About this exercise
Once the line with "Report one dot per instance of the woman's hand" is found in the entries below, repeat it and each following line exactly, up to and including the line with "Report one dot per instance of the bare". Add no other lines.

(Point localization data)
=-=-=-=-=

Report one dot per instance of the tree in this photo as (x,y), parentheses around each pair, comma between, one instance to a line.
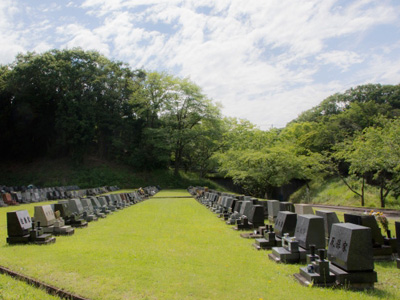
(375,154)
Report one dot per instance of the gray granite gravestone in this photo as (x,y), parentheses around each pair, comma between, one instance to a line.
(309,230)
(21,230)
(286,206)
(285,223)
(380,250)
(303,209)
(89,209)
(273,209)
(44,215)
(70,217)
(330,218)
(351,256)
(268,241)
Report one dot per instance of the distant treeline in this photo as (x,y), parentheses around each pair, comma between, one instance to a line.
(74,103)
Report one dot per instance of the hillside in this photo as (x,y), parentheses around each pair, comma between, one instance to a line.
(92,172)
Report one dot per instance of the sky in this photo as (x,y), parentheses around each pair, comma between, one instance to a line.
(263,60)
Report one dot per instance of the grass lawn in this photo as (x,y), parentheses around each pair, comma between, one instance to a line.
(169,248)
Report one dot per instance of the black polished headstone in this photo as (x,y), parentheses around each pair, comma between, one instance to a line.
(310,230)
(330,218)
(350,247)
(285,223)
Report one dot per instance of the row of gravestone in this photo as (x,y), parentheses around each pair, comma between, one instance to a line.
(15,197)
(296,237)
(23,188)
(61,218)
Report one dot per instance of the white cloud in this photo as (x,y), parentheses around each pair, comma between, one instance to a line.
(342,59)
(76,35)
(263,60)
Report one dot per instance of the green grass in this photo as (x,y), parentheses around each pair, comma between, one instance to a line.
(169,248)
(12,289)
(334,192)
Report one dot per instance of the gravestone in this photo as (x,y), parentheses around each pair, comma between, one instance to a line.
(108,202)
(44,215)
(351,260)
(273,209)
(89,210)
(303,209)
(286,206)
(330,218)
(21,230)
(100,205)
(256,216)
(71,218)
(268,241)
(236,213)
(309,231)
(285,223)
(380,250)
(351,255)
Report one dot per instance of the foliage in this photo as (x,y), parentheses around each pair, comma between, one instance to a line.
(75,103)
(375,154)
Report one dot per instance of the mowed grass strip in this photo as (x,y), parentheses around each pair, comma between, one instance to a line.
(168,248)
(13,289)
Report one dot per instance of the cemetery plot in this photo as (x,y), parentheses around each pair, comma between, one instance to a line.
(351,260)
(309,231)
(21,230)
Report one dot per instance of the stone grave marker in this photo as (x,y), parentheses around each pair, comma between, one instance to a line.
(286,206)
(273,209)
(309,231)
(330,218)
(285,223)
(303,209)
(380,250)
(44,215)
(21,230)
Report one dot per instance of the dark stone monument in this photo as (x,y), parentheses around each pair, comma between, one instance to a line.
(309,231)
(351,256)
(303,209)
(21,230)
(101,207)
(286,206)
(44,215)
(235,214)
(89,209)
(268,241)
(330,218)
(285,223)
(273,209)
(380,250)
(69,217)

=-=-=-=-=

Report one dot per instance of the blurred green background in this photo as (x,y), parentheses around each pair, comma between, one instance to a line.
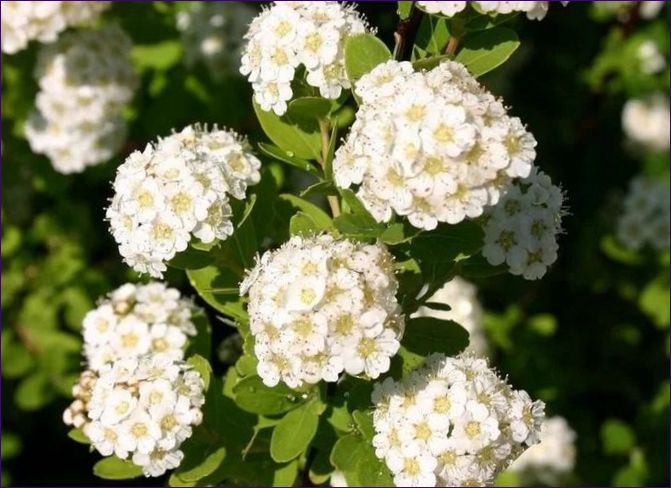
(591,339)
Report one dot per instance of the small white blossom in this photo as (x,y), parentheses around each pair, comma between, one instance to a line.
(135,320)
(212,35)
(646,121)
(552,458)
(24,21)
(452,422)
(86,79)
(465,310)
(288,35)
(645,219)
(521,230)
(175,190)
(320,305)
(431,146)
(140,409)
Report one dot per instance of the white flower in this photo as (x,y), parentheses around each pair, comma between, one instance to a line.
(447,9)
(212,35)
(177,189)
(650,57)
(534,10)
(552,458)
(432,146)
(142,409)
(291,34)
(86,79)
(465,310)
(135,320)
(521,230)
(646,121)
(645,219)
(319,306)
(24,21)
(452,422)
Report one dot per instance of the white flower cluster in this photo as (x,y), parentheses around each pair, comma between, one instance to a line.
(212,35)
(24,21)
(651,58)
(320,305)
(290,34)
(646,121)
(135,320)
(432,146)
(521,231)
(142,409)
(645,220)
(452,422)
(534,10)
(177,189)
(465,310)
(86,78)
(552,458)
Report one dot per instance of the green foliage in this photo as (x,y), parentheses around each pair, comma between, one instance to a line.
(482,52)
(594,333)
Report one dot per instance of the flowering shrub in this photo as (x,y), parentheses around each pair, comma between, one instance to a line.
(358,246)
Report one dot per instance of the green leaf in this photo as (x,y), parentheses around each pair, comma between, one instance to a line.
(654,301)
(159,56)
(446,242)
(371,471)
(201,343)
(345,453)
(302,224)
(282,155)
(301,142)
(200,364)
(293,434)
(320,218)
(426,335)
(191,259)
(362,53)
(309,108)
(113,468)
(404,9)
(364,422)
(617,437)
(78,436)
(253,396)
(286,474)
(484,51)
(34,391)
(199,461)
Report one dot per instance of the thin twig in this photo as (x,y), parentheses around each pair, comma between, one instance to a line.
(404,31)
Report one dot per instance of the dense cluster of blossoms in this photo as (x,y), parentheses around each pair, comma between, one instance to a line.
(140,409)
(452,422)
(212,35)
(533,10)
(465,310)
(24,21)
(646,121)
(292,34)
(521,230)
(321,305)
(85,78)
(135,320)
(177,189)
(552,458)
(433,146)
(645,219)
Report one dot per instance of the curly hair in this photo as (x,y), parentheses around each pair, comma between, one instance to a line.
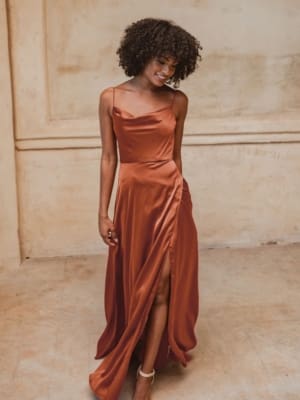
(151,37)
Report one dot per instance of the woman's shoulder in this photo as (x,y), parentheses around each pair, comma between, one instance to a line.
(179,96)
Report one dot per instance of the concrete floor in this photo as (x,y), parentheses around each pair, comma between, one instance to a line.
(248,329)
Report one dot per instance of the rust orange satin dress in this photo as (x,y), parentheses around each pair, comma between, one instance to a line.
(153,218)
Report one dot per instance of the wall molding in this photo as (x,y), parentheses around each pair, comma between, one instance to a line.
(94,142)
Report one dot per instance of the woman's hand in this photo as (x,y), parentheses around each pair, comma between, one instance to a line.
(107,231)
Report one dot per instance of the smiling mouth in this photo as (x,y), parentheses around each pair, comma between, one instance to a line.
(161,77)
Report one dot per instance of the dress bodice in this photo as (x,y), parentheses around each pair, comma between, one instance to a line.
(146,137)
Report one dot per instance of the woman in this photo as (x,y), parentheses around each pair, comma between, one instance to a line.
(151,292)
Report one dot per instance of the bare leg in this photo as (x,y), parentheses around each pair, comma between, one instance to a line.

=-=-=-=-=

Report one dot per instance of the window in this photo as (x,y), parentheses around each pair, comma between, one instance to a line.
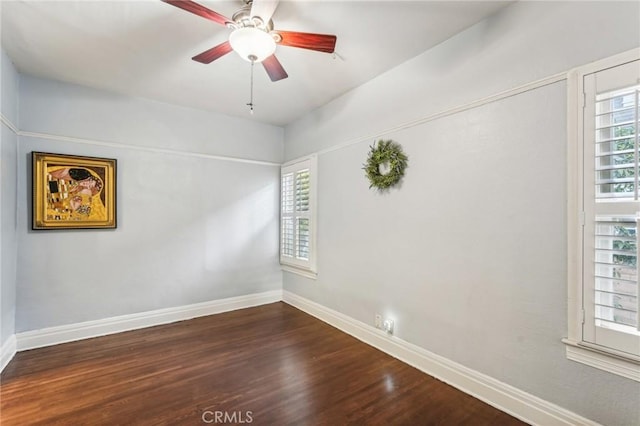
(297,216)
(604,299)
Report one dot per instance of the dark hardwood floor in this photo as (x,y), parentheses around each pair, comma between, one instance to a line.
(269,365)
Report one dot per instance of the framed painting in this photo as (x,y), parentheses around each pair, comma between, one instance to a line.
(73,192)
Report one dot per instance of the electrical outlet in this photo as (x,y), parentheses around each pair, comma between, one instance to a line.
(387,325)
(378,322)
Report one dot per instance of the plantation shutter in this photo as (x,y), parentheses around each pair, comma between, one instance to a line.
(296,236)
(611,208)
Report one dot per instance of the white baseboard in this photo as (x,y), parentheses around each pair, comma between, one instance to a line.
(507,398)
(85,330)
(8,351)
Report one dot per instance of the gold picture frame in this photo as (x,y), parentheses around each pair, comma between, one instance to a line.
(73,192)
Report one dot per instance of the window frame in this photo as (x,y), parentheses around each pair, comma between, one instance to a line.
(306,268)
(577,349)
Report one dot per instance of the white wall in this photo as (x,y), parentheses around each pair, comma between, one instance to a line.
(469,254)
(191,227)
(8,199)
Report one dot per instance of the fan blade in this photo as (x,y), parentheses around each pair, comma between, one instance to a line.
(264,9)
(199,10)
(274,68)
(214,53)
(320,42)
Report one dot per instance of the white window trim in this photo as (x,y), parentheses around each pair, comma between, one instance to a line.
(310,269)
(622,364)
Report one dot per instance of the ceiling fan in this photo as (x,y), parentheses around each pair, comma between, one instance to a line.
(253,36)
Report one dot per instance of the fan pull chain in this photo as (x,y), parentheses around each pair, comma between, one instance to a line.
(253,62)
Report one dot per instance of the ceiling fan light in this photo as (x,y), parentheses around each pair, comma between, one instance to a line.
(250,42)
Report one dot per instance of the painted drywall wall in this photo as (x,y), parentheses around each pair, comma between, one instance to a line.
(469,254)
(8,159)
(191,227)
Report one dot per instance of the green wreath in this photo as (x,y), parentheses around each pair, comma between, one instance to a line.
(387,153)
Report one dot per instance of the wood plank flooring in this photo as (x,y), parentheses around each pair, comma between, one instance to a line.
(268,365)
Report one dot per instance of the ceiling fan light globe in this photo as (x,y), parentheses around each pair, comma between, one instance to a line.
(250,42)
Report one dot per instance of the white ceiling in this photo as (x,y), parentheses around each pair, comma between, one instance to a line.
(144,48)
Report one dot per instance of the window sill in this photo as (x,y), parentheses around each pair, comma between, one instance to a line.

=-=-=-=-=

Answer to the problem
Report one dot per instance of the woman's hand in this photo as (x,y), parentheses around each pair, comma between, one instance to a line.
(107,231)
Report one dot per instance of the smiling mouth in this photo as (x,y), parentheses around each pair, comma between, one instance to a line.
(161,77)
Report one dot per instance of the dress bodice in this photo as (x,y), parentheses around each pair, comma between, one instance to a line.
(146,137)
Report one dot per instance of the woman in this photo as (x,y), parentheses around each pair, comma between, one instance to a line.
(151,292)
Report one dot per instance of the bare leg in this photo as (x,y), parentheses around each pair, comma between, one instance to a line.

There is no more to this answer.